— start DATA IN THIS EXERCISE —

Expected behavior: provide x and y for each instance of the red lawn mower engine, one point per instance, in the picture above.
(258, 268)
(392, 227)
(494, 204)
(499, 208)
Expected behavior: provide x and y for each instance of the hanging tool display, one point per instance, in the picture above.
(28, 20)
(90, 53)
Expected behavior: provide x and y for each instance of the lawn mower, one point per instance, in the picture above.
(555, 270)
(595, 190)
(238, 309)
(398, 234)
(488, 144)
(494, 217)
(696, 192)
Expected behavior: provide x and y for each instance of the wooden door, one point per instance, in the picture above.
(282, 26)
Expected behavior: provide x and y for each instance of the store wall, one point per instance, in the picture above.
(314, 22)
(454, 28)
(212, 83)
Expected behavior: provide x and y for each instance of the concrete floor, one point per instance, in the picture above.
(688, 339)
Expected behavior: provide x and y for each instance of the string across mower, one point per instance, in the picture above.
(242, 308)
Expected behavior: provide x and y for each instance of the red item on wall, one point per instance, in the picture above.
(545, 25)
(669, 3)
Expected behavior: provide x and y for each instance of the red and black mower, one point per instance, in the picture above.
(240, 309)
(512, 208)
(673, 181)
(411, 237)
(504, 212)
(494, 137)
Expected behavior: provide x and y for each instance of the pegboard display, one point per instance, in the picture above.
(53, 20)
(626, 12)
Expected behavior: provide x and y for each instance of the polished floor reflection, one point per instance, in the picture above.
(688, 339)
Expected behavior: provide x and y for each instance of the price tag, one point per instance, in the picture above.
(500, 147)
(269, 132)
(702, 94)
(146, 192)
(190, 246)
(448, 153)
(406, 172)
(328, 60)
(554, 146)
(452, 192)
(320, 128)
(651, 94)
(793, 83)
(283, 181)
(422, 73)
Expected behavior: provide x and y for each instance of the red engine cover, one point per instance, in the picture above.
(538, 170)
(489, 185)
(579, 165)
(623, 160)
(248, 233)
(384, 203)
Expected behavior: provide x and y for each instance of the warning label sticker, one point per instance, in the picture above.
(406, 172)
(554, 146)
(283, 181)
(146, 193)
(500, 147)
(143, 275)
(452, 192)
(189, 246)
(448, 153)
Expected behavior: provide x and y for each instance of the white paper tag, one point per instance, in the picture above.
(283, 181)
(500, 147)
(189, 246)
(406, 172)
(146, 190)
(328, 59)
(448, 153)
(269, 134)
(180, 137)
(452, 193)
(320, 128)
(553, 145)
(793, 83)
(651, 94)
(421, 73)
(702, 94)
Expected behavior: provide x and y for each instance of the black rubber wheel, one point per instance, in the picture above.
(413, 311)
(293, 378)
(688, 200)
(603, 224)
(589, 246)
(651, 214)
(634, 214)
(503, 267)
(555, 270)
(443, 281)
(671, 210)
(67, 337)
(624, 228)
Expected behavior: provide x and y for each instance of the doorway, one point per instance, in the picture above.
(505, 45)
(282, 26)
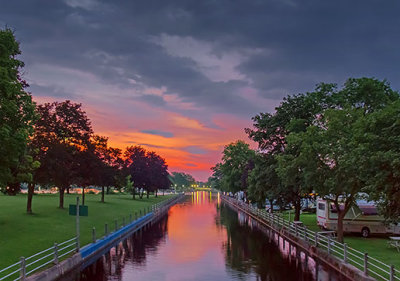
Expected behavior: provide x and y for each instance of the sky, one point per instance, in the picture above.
(183, 78)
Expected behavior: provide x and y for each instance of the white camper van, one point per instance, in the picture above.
(362, 218)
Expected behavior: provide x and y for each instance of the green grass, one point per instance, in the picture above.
(23, 235)
(375, 246)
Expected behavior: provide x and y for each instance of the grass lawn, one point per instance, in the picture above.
(375, 246)
(23, 235)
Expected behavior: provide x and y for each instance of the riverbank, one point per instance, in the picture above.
(23, 235)
(376, 246)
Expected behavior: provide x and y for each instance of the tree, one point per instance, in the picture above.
(330, 154)
(62, 132)
(129, 186)
(17, 115)
(263, 180)
(294, 114)
(158, 171)
(180, 180)
(147, 169)
(378, 138)
(235, 163)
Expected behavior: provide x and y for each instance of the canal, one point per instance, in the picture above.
(200, 239)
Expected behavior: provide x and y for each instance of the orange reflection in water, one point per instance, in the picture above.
(192, 232)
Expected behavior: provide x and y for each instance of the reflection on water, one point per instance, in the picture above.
(200, 239)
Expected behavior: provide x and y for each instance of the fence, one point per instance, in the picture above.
(369, 265)
(53, 255)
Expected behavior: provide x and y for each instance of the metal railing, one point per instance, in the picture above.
(369, 265)
(26, 266)
(59, 251)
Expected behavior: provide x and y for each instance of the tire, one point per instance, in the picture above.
(365, 232)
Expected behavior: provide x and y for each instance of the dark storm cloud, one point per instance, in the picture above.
(158, 133)
(295, 44)
(51, 91)
(194, 149)
(153, 100)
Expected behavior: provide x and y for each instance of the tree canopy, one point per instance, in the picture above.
(17, 116)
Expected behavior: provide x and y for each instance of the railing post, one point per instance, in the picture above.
(391, 272)
(366, 263)
(55, 261)
(305, 234)
(329, 244)
(22, 274)
(94, 235)
(78, 246)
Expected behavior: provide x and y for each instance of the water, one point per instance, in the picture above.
(201, 239)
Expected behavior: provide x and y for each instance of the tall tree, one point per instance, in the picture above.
(61, 133)
(147, 169)
(329, 150)
(235, 163)
(263, 180)
(378, 139)
(180, 180)
(17, 115)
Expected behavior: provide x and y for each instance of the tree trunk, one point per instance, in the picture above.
(83, 196)
(297, 210)
(61, 205)
(31, 189)
(13, 188)
(271, 203)
(339, 230)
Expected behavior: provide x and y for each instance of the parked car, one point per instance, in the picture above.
(362, 217)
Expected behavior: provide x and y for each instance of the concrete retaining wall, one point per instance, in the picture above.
(346, 270)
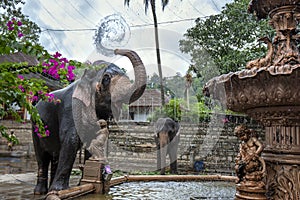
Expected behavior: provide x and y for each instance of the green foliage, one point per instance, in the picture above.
(225, 42)
(19, 34)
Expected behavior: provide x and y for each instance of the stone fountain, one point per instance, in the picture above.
(268, 90)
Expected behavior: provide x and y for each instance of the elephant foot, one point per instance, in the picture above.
(57, 187)
(41, 187)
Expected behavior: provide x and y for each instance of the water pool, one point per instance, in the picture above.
(168, 190)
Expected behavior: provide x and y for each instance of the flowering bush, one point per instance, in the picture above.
(19, 34)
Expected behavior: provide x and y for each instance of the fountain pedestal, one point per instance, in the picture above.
(268, 90)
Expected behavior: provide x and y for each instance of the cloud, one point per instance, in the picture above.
(86, 14)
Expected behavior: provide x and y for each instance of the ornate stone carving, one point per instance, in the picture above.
(283, 182)
(269, 91)
(250, 166)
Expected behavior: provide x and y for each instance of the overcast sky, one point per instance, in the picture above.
(69, 27)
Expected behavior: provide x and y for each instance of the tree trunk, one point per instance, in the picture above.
(158, 53)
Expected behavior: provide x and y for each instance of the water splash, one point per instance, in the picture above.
(113, 32)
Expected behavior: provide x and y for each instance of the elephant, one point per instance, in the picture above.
(98, 94)
(167, 138)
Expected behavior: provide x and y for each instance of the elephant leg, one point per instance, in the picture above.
(67, 156)
(54, 164)
(158, 156)
(172, 151)
(43, 160)
(163, 141)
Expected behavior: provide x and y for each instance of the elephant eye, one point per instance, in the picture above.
(106, 80)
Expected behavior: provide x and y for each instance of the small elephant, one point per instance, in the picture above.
(167, 139)
(73, 122)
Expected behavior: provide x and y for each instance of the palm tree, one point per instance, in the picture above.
(152, 3)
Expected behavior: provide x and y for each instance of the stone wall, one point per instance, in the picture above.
(131, 146)
(212, 144)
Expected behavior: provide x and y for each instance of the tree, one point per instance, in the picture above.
(20, 35)
(153, 8)
(228, 39)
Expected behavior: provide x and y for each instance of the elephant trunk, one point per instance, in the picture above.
(135, 90)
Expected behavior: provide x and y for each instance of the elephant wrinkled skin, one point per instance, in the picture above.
(167, 139)
(73, 122)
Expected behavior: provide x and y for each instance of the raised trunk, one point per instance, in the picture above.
(135, 90)
(158, 53)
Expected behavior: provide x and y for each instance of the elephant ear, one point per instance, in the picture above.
(85, 87)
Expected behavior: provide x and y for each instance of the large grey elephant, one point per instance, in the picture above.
(167, 138)
(73, 122)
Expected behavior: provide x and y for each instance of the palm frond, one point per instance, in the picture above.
(164, 3)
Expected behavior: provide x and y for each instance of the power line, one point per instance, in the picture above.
(52, 16)
(81, 13)
(133, 26)
(195, 8)
(93, 8)
(215, 5)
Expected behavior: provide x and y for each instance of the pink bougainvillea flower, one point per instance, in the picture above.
(21, 77)
(20, 34)
(10, 28)
(21, 88)
(63, 60)
(57, 55)
(47, 133)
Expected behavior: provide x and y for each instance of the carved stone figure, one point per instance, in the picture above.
(167, 138)
(262, 62)
(97, 146)
(250, 167)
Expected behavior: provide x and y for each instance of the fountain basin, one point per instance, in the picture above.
(169, 187)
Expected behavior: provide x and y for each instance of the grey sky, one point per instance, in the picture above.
(70, 15)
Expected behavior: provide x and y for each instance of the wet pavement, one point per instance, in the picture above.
(18, 177)
(21, 186)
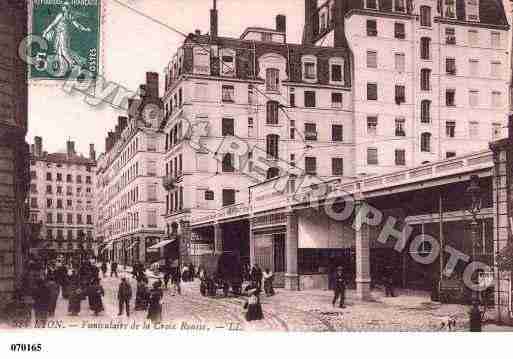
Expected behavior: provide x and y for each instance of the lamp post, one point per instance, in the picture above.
(473, 192)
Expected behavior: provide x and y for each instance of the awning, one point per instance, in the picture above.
(156, 247)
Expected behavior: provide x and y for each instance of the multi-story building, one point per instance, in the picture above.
(430, 77)
(62, 200)
(241, 111)
(130, 198)
(14, 151)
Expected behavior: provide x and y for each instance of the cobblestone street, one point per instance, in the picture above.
(286, 311)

— end DATA IN THIS EXERCISE —

TASK DIRECTIONS → Set down exactly what runs from the line with "of the lamp" to the last line of the data above, including both of those lines and no others.

ANSWER FOR THIS EXERCISE →
Expected behavior: provide x and y for each instance of the lamp post, one point per instance, in the picture above.
(473, 192)
Expected behavior: provide x and y for each instance of the awning, one point per instance, in the picture above.
(156, 247)
Expected behavior: provide x and y for each instance of the multi-story building, one point per instance, in the picture above.
(430, 77)
(62, 200)
(241, 111)
(130, 198)
(14, 151)
Expected behavior: provide x and y for each instance of the cobblestone street, one point per instance, in the picture above.
(286, 311)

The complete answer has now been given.